━━ Страница

Усилиями медиа эта война высвобождает возрастающую по экспоненте массу глупости, и это не специфическая военная тупость, которой всегда предостаточно, а функциональная, профессиональная глупость тех, кто проповедует это событие в своих бесконечных комментариях: все эти продажные Бувары и Пекюше[46], неудачливые искатели потерянного образа, завсегдатаи эфира, мейстерзингеры[47] стратегии и информации, благодаря которым пустота телевидения ощущается, как никогда прежде. Эта война, надо сказать, представляет собой жестокое испытание. К счастью, никто не будет требовать от того или иного эксперта, генерала или интеллектуала на содержании объяснений нелепостей и абсурда, который они изрекли сегодня, потому что их затмят нелепости и абсурд дня завтрашнего. Вот так все и амнистируются благодаря сверхскоростной последовательности ложных событий и ложных обсуждений. Обеление глупости ее эскалацией, восстанавливающее невиновность, в некотором роде полную невинность промытых и выбеленных мозгов, отупевших не из-за насилия, а из-за ничтожности и ужасной невыразительности образов.
Жан-Пьер Шевенман[48] посреди пустыни: Morituri te salutant! [идущие на смерть приветствуют тебя] Абсурд. Франция со своими старыми «ягуарами» [самолеты] и президентским молчанием.
Генерал Бернар Капильон по телевизору: «Пользой, какую принесла нам эта война, стала возможность возвращения наших военных руководителей на телевидение». Страшно подумать, что в другие времена, на настоящей войне, они делали бы на поле боя.

━━━━

Список задач:
- a) Кратко перескажите абзац текста о войне и медиа, который начинается словами «Усилиями медиа эта война», и сохраните его главные мысли.
- b) Продолжите текст о войне и медиа с того места, на котором он заканчивается.

━━ Сохраненные данные

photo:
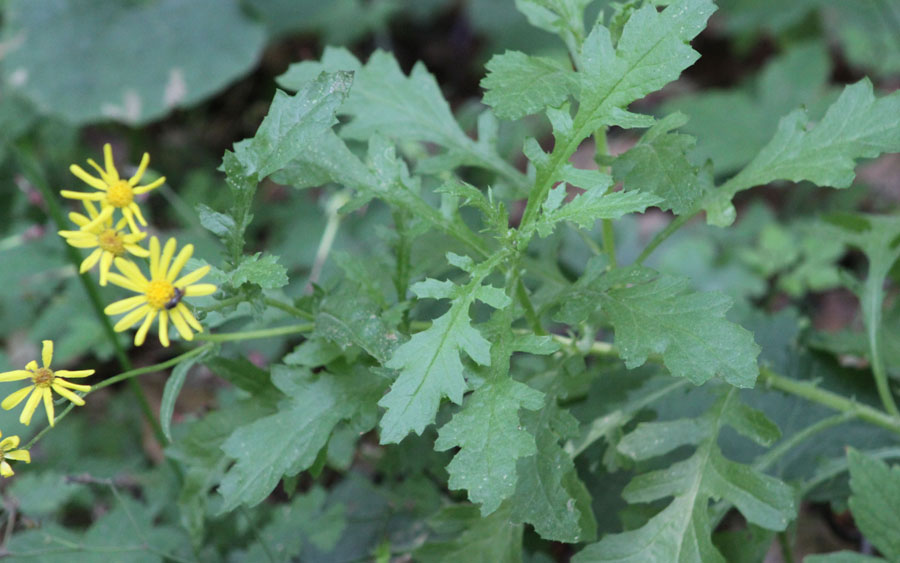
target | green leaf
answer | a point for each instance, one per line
(842, 557)
(492, 539)
(731, 126)
(857, 125)
(289, 441)
(293, 124)
(429, 363)
(490, 439)
(170, 395)
(656, 314)
(349, 317)
(517, 84)
(563, 17)
(549, 495)
(658, 164)
(187, 52)
(264, 271)
(652, 51)
(681, 531)
(587, 208)
(874, 502)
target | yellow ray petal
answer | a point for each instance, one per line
(47, 353)
(95, 196)
(194, 276)
(129, 216)
(119, 307)
(141, 334)
(154, 258)
(103, 175)
(16, 398)
(68, 394)
(189, 317)
(164, 328)
(19, 455)
(91, 261)
(104, 215)
(110, 165)
(130, 270)
(105, 263)
(200, 289)
(48, 405)
(133, 317)
(15, 375)
(70, 385)
(28, 411)
(122, 281)
(142, 167)
(138, 251)
(10, 443)
(166, 258)
(151, 186)
(136, 210)
(179, 262)
(74, 373)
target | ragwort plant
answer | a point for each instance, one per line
(465, 362)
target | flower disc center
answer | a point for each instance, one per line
(159, 292)
(43, 377)
(120, 194)
(111, 240)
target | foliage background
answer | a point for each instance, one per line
(206, 78)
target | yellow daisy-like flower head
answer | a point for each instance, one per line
(114, 192)
(108, 241)
(8, 451)
(161, 294)
(44, 382)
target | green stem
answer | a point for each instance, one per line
(256, 334)
(525, 301)
(35, 175)
(786, 552)
(290, 309)
(831, 400)
(874, 296)
(609, 242)
(127, 375)
(332, 225)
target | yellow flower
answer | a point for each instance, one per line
(43, 380)
(161, 294)
(115, 193)
(107, 241)
(8, 451)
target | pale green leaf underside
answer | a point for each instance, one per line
(491, 439)
(287, 442)
(875, 502)
(681, 532)
(518, 84)
(857, 125)
(658, 315)
(186, 52)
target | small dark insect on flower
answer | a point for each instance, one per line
(175, 300)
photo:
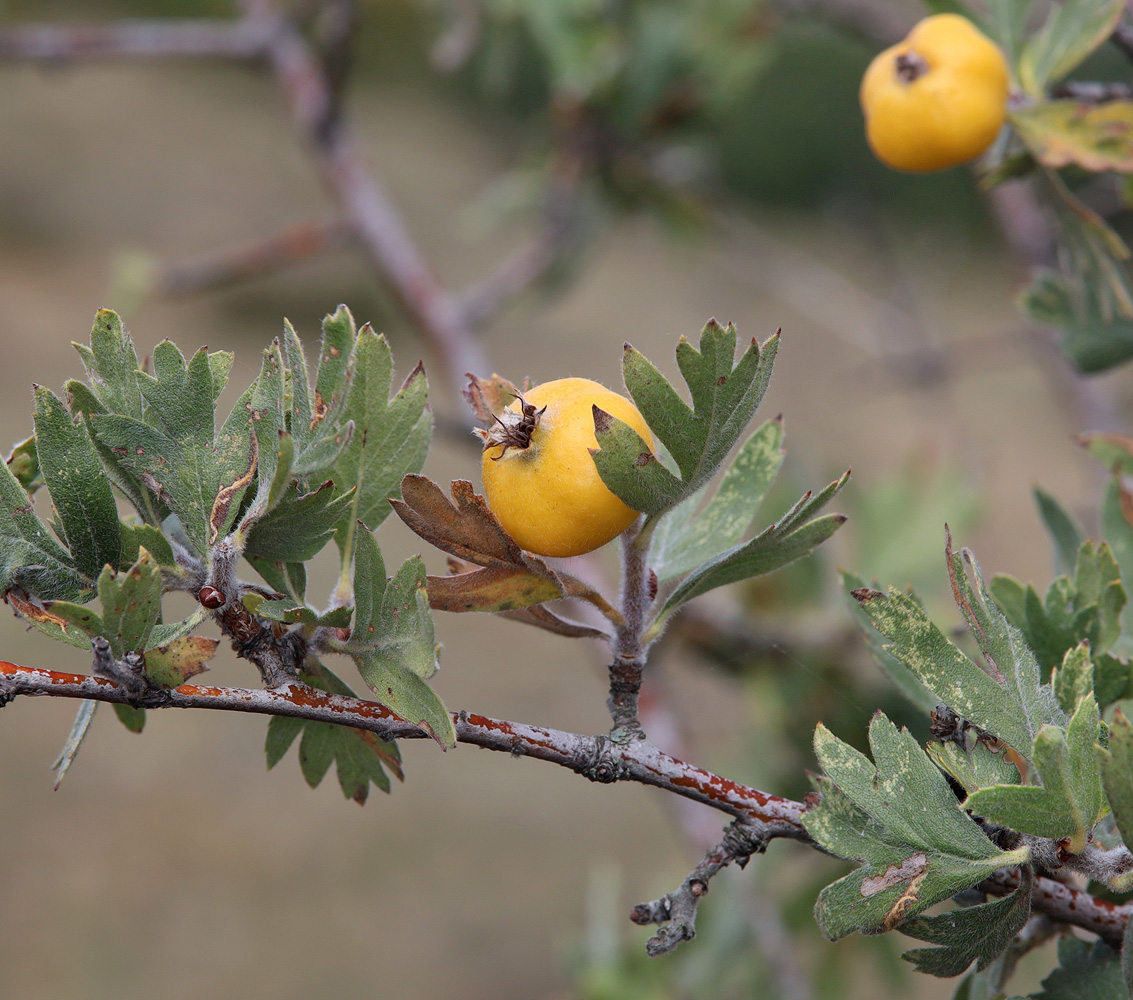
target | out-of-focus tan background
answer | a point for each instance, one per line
(172, 864)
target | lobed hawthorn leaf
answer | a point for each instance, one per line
(1071, 801)
(1066, 535)
(390, 435)
(976, 766)
(79, 493)
(1115, 763)
(284, 578)
(901, 820)
(1087, 607)
(1008, 699)
(31, 558)
(24, 463)
(774, 547)
(1059, 134)
(684, 539)
(1084, 969)
(392, 640)
(173, 663)
(698, 437)
(199, 476)
(130, 605)
(298, 527)
(71, 623)
(112, 367)
(973, 933)
(902, 677)
(1072, 31)
(283, 609)
(136, 537)
(358, 753)
(1008, 658)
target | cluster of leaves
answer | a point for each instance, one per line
(297, 462)
(306, 458)
(1022, 772)
(1089, 297)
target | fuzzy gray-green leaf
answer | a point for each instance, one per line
(683, 538)
(390, 435)
(973, 933)
(79, 490)
(901, 820)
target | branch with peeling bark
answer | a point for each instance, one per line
(759, 815)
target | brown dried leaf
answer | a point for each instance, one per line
(488, 396)
(539, 616)
(466, 529)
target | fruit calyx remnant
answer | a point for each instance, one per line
(512, 429)
(910, 67)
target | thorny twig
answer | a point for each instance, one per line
(676, 911)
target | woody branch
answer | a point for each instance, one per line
(597, 758)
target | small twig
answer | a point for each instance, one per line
(294, 245)
(676, 911)
(629, 654)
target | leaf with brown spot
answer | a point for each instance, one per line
(171, 665)
(70, 623)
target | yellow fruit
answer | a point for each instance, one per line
(936, 99)
(548, 495)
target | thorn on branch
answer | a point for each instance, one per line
(678, 909)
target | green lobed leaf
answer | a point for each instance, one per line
(298, 527)
(79, 492)
(902, 822)
(112, 366)
(699, 437)
(1066, 535)
(684, 538)
(30, 556)
(940, 666)
(973, 933)
(130, 604)
(1004, 647)
(977, 766)
(1070, 802)
(1072, 31)
(768, 550)
(1084, 969)
(1068, 133)
(284, 578)
(1116, 768)
(360, 757)
(24, 463)
(390, 435)
(902, 677)
(392, 640)
(172, 664)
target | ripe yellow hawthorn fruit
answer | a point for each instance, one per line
(936, 99)
(547, 494)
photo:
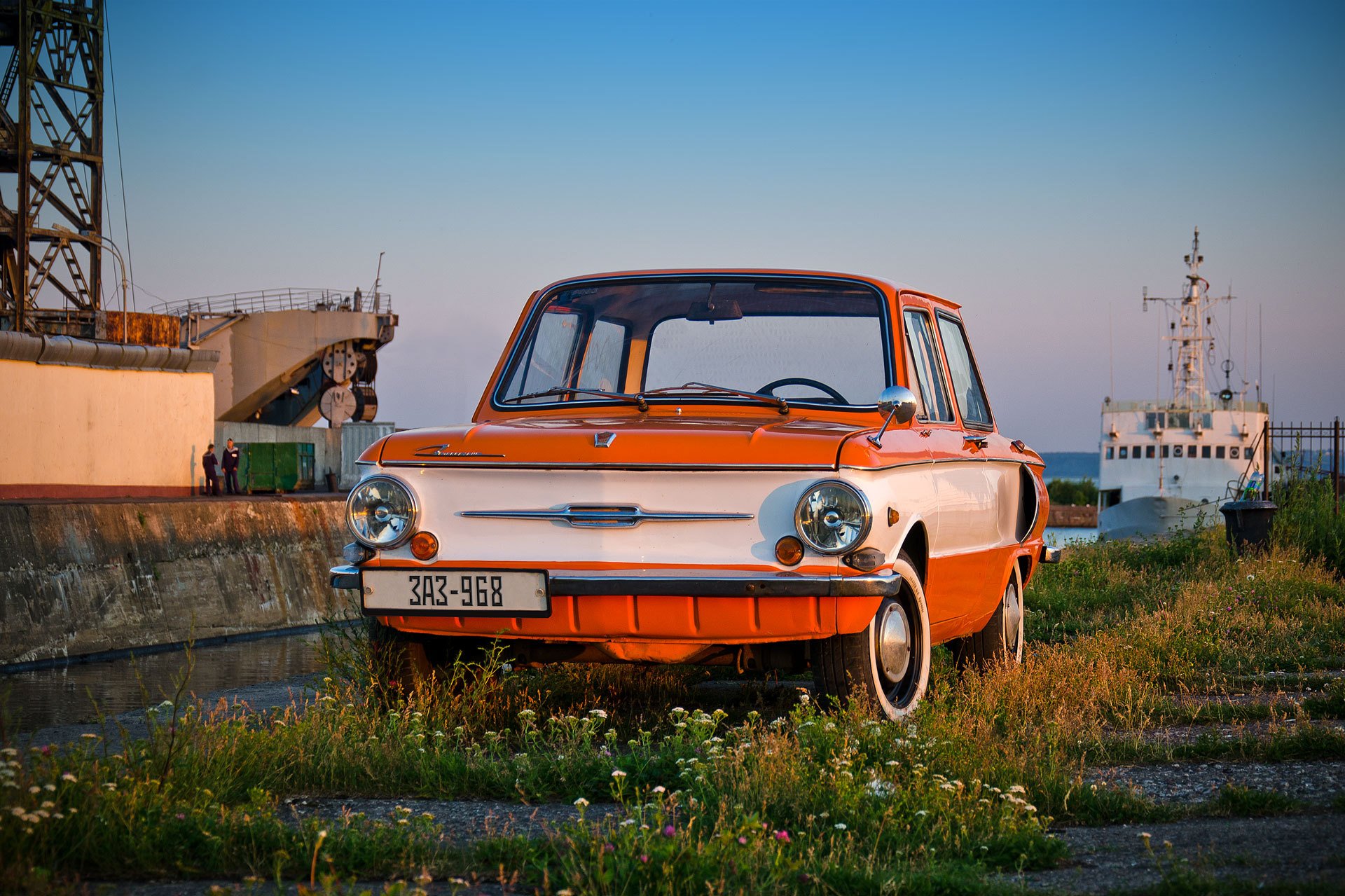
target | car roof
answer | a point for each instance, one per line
(887, 286)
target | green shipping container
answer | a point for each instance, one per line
(280, 466)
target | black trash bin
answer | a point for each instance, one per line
(1247, 524)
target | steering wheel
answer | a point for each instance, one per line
(803, 381)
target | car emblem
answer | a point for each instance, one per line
(443, 451)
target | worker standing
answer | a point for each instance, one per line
(232, 469)
(207, 463)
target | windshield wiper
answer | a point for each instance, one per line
(570, 390)
(782, 406)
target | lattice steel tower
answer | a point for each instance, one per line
(51, 166)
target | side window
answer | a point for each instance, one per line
(603, 357)
(548, 361)
(925, 369)
(966, 381)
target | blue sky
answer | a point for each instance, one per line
(1039, 163)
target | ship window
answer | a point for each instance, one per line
(966, 380)
(925, 369)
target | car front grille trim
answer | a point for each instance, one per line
(602, 516)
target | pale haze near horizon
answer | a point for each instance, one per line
(1037, 163)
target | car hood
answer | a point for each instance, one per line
(682, 440)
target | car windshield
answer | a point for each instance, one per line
(805, 340)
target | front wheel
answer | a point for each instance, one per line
(887, 665)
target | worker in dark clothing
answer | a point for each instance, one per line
(232, 469)
(207, 463)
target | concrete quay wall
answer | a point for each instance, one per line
(81, 577)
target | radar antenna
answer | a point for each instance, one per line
(1187, 333)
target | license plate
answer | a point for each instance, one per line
(456, 592)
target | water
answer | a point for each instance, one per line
(1071, 464)
(61, 696)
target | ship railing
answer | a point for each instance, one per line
(287, 299)
(1204, 406)
(1311, 451)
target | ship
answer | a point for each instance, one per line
(1168, 464)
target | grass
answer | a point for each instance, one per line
(1308, 518)
(766, 793)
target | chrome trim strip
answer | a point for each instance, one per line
(949, 460)
(602, 517)
(693, 583)
(346, 576)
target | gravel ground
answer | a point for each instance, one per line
(1180, 735)
(1306, 849)
(1189, 783)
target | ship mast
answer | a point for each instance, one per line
(1194, 310)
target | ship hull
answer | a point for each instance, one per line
(1153, 516)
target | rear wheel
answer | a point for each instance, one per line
(887, 665)
(1001, 641)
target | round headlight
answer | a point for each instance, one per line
(381, 511)
(833, 517)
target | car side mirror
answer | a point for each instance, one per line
(899, 404)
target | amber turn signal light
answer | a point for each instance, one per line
(789, 551)
(424, 545)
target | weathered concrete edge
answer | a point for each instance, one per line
(81, 579)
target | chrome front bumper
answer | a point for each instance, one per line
(693, 583)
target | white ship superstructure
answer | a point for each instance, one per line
(1169, 464)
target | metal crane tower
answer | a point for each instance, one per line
(51, 166)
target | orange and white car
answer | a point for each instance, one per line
(770, 469)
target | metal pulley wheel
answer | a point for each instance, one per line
(366, 404)
(368, 366)
(338, 406)
(340, 362)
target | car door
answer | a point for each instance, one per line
(958, 533)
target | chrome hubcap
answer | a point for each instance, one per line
(1013, 619)
(895, 643)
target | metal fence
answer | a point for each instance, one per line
(1302, 450)
(288, 299)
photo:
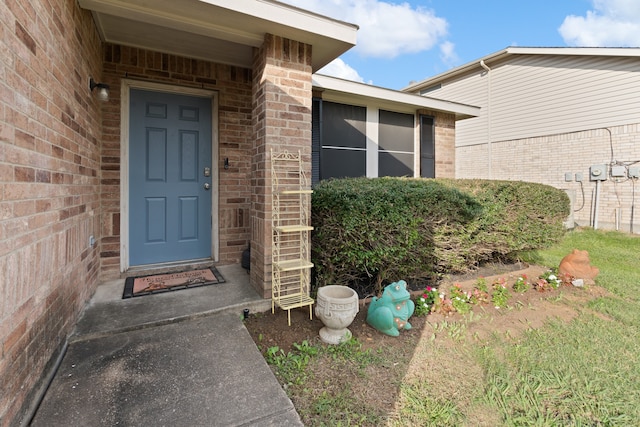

━━━━

Ответы к упражнению:
- a) Благодаря медиа война порождает стремительно растущую массу глупости. Это не военная тупость, а профессиональная глупость комментаторов, экспертов и завсегдатаев эфира, из-за которых пустота телевидения ощущается острее, чем когда-либо. Никто не потребует от экспертов, генералов или интеллектуалов объяснить сегодняшние нелепости, потому что их затмят завтрашние. Сверхбыстрая смена ложных событий и ложных обсуждений всех амнистирует. Эскалация глупости возвращает невинность мозгам, отупевшим не от насилия, а от ничтожности и невыразительности образов.

- b)
Клубок противоречий [imbroglio]: так пацифистская демонстрация в Париже косвенно была за Саддама Хусейна, который хочет войны, и против французского правительства, которое ее не хочет и с самого начала дает понять, что если не откажется от нее, то согласится с большой неохотой.
Опустевшие магазины, прерванные отпуска, спад деловой активности, город вслед за массами не подает признаков жизни: вполне возможно, что эта война – паника наоборот, прекрасная возможность сбросить газ, притормозить, выпустить пар. Броуновское движение успокаивается, война заставляет забыть партизанщину повседневной жизни. Катарсис? Нет, зачистка территории. Или лучше сказать так: телевидение, приковывая к себе внимание, держит всех нас по домам и с помощью этого коллективного ступора в полной мере выполняет свою роль социального контроля; бессмысленно вертясь вокруг себя, словно дервиш, тем лучше оно фиксирует население, чем больше разочаровывает, совсем как плохой детектив, относительно которого мы никак не можем поверить, что он до такой степени плох [nul].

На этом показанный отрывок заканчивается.